CHALLENGE 1 »
Reproduce the book review of Vow in full, without changing a word.

QUOTED TEXT »
Wednesday 6 March 2013

Vow by Wendy Plump

Vow is a memoir of adultery and the destruction of a marriage.  Wendy met Bill in college and they married in their late twenties, only to see their marriage eventually destroyed by a string of affairs on both sides.  Vow is an honest account of these affairs, focusing mainly on Bill's final affair, the one that led to their relationship breaking up for good.  Wendy is the first to commit adultery, conducting three affairs before the birth of their first child.  They manage to move on from these and from two affairs on Bill's side, but the revelation that Bill's final affair is not in fact over and that there is now a child involved is the final straw for their relationship and Wendy must try to move forward with her life.

I was very interested to read this book as I'm still early on in my own marriage.  My husband and I have been together for almost ten years (this September!) but have only been married for just under two.  We're lucky to have a strong, trusting and supportive relationship but I know from those around me how quickly that can be destroyed when trust is gone.  Adultery is very common, but it's one of those taboo subjects that no one seems to talk about. So I was attracted to a book about it, to read an honest portrayal of what it is like from both sides of the fence.

DATA LISTING »

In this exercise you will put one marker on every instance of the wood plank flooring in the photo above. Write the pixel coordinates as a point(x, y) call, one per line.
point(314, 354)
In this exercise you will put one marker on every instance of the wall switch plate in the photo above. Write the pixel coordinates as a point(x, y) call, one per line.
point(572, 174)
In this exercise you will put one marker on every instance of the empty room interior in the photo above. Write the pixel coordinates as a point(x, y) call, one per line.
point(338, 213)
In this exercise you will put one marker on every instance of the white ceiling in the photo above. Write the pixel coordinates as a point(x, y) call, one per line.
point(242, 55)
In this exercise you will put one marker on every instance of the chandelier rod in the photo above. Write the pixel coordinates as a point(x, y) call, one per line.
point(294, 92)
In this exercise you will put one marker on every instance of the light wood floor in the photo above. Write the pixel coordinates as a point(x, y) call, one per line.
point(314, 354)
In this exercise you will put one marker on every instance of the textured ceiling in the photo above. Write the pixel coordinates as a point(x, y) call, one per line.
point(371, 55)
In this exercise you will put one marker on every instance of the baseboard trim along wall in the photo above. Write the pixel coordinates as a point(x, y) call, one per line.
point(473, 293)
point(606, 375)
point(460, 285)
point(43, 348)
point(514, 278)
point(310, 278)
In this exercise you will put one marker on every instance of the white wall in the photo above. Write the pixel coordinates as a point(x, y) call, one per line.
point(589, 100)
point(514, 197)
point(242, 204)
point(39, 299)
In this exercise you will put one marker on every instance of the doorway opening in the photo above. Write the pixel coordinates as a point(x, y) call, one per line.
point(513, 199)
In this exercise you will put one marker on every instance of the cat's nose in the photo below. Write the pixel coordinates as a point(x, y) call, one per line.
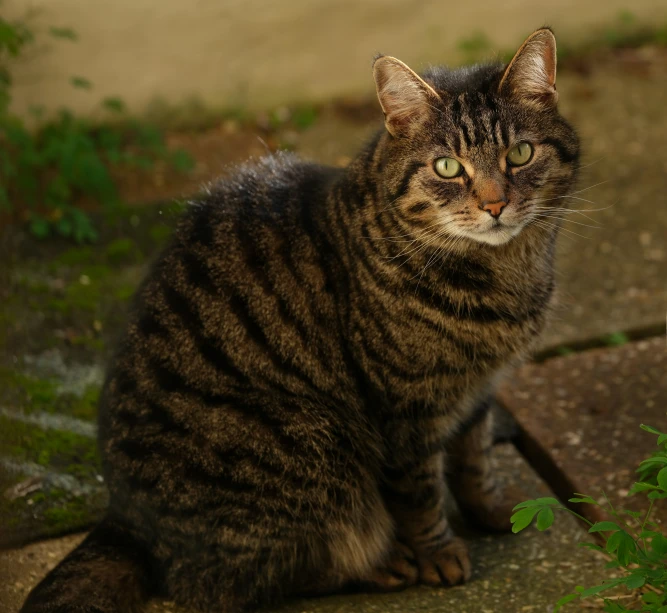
point(494, 208)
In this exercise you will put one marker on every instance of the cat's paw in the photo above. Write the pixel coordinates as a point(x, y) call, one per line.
point(496, 516)
point(449, 565)
point(399, 571)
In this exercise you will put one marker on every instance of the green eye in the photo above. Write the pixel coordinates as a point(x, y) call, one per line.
point(448, 167)
point(520, 154)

CHALLENGE 2 »
From the records, pull out every line that contains the string "ceiling".

EXERCISE SOLUTION 1 »
Wednesday 6 March 2013

Vow by Wendy Plump

Vow is a memoir of adultery and the destruction of a marriage.  Wendy met Bill in college and they married in their late twenties, only to see their marriage eventually destroyed by a string of affairs on both sides.  Vow is an honest account of these affairs, focusing mainly on Bill's final affair, the one that led to their relationship breaking up for good.  Wendy is the first to commit adultery, conducting three affairs before the birth of their first child.  They manage to move on from these and from two affairs on Bill's side, but the revelation that Bill's final affair is not in fact over and that there is now a child involved is the final straw for their relationship and Wendy must try to move forward with her life.

I was very interested to read this book as I'm still early on in my own marriage.  My husband and I have been together for almost ten years (this September!) but have only been married for just under two.  We're lucky to have a strong, trusting and supportive relationship but I know from those around me how quickly that can be destroyed when trust is gone.  Adultery is very common, but it's one of those taboo subjects that no one seems to talk about. So I was attracted to a book about it, to read an honest portrayal of what it is like from both sides of the fence.

EXERCISE SOLUTION 2 »
In this exercise you will put one marker on every instance of the white ceiling in the photo above. Write the pixel coordinates as a point(x, y) call, one per line.
In this exercise you will put one marker on every instance of the textured ceiling in the photo above. Write the pixel coordinates as a point(x, y) call, one per line.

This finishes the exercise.